Region pointing data:
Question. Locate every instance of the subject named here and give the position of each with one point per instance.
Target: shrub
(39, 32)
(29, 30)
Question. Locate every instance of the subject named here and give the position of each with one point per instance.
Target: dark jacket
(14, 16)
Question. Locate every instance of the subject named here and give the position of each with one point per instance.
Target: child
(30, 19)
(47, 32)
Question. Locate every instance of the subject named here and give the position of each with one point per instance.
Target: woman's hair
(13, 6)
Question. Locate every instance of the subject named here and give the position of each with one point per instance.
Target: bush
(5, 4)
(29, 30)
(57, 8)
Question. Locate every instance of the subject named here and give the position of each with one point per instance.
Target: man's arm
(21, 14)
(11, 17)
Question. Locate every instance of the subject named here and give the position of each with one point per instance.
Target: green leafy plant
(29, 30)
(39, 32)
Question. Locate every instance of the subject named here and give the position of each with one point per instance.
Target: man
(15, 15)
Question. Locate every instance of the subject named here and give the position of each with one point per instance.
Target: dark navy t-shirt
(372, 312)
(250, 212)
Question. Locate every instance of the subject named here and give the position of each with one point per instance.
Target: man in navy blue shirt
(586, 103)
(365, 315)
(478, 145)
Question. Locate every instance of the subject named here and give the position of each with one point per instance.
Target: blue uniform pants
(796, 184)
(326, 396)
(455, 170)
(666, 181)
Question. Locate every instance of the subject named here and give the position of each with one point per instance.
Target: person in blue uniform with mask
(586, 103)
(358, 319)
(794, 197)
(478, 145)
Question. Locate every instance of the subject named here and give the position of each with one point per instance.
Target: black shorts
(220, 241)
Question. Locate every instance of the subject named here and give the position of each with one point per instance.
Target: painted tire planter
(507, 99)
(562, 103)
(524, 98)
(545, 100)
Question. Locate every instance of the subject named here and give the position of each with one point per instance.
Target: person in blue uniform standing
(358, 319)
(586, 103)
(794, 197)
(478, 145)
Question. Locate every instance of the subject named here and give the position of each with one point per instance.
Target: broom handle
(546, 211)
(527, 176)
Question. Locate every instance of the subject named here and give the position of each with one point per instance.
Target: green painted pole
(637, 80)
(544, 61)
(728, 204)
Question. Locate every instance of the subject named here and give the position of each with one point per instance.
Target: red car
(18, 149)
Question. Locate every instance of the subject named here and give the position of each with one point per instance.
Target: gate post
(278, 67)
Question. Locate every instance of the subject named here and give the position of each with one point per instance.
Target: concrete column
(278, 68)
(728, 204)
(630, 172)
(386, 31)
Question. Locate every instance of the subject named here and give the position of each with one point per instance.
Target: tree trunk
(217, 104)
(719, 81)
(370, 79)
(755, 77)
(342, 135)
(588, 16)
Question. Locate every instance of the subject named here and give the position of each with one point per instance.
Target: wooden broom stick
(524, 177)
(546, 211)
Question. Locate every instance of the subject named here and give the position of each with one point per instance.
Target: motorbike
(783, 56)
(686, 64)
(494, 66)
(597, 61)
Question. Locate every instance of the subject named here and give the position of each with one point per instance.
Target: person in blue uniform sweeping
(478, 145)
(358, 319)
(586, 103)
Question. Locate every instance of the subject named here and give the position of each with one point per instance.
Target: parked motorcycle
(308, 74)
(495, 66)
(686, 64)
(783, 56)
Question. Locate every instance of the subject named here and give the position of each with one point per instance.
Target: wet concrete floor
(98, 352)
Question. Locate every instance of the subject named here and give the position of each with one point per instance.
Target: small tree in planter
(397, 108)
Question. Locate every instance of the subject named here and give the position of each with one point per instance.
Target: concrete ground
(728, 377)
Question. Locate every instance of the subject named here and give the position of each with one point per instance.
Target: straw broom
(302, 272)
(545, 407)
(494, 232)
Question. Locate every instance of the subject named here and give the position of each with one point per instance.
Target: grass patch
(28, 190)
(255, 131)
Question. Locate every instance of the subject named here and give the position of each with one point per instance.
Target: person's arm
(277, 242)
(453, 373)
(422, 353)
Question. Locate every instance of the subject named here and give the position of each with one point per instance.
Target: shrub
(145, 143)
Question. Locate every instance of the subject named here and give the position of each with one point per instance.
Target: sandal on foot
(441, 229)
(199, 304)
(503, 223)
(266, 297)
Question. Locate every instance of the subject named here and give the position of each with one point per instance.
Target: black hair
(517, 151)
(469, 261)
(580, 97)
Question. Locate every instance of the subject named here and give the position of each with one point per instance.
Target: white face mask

» Instructions to follow:
In this exercise, reproduce each line above exactly.

» Reply:
Question. Locate every instance of the subject named here and give the position of each with one point per instance.
Target: shrub
(39, 32)
(29, 30)
Question. Locate every instance of the subject named here and give the position of each with one point per instance.
Target: dark jacket
(14, 16)
Question. Locate every instance of the subject named here and give the position of each with one point per instance.
Target: child
(30, 19)
(47, 32)
Question. Locate every instance of the subject named here and give the position of each with one point per instance.
Target: woman's hair
(13, 6)
Question. Locate every instance of the subject named here and give the position of each with one point per instance.
Target: bush
(5, 4)
(29, 30)
(57, 8)
Question. Locate every instance of the subject named here and give the position of each with one point per instance.
Target: man's arm
(21, 14)
(11, 17)
Question. Locate every instance of the subject named here and give the position of each with one point per instance.
Target: green leafy plant
(29, 30)
(39, 32)
Question. Locate every instance of the subject named here and give the position of each with one point per instance.
Target: man
(15, 15)
Question. Locate every instance of the subject named here and give the position of each with one point per instance.
Target: dark navy t-shirt
(372, 312)
(250, 212)
Question. Locate every instance of the subject named here and give the position of each with one point per instance.
Target: man in navy blue shirt
(586, 103)
(365, 315)
(478, 145)
Question. Locate every instance of the subject named here and give the position of each with one point per instance.
Target: blue uniform pants
(796, 184)
(326, 396)
(455, 170)
(666, 181)
Question. Locate every instance of the subject named here and give the position of each with one point per instance.
Target: person in blue uniform with mask
(586, 103)
(358, 319)
(794, 197)
(478, 145)
Question. Locate every instance of the subject named here and give the position of each with one point per instance.
Target: black shorts
(220, 241)
Question. Locate every instance of the subject named here and give the position of each with one point per instance.
Target: painted tire planter
(507, 99)
(562, 103)
(524, 98)
(545, 100)
Question. Locate every instance of the subject named here and give the position of each with one point per instance.
Target: person in blue uniform standing
(358, 319)
(586, 103)
(794, 197)
(478, 145)
Question. Locate every instance of the subject named here and give the position of each with one point per instance.
Target: broom handle
(546, 211)
(527, 176)
Question. Locate every instance of the subject named here and give the position of each with one point per instance.
Target: green painted pole
(637, 80)
(544, 61)
(728, 204)
Question. Locate every instance of the subject named here and give the position of each with one point per instance.
Target: red car
(18, 149)
Question. Locate every instance of the subject named here and give the position of each with one point per instance.
Target: gate post
(278, 67)
Question. Locate every instance of the subject named here and give the position of each with one point per instance.
Target: concrete column
(278, 68)
(728, 204)
(630, 172)
(386, 31)
Question. Locate every instance of the subject named here and give the position of each with one point per instance.
Target: tree trunk
(217, 104)
(719, 81)
(370, 79)
(755, 77)
(342, 135)
(588, 16)
Question. Locate every instance of the subject named here and give the position of each with one point per instance.
Target: wooden broom stick
(524, 177)
(546, 211)
Question. Locate every instance of the subject named here and give the position of each with one point per instance.
Target: motorbike
(783, 56)
(686, 64)
(494, 66)
(597, 61)
Question. Locate every instance of the subject named here and give the position of each with one point per instance.
Target: person in blue uniform sweeping
(478, 145)
(358, 319)
(586, 103)
Question. Locate every instance of the subject named here and give the position of each with one point per instance.
Target: parked motorcycle
(308, 74)
(495, 66)
(686, 64)
(783, 56)
Question. Locate every instance of the subject named here and give the position of each with one point per instance.
Target: wet concrete floor
(98, 352)
Question. Locate every instance of the subject named here and give the position of each with one point per instance.
Target: small tree in planter
(397, 108)
Question. Locate every instance of the subject named here and give the position of each with one point per instance.
Target: concrete ground
(728, 377)
Question. Locate every instance of the subject named here and give the position of each with one point per instance.
Target: straw broom
(302, 272)
(545, 407)
(494, 232)
Question. Locate every instance of the subject named here and give the position of each with one point per instance.
Target: grass patch
(28, 190)
(255, 131)
Question. Locate every instance of the subject named here and give the position of each with one point per instance.
Target: person's arm
(277, 242)
(453, 373)
(422, 353)
Question. Locate every instance of the subject named here and give the position of each with one point per instance.
Target: shrub
(145, 143)
Question. Locate every instance of the subject named here and give the position of each with one point per instance.
Target: sandal on foot
(441, 229)
(199, 304)
(503, 223)
(266, 297)
Question. Locate every instance of the subject named here and give the position of each with one point per instance.
Target: black hair
(517, 151)
(469, 261)
(580, 97)
Question. Locate every instance of the subject named here and give the position of each with one point per instance.
Target: white face mask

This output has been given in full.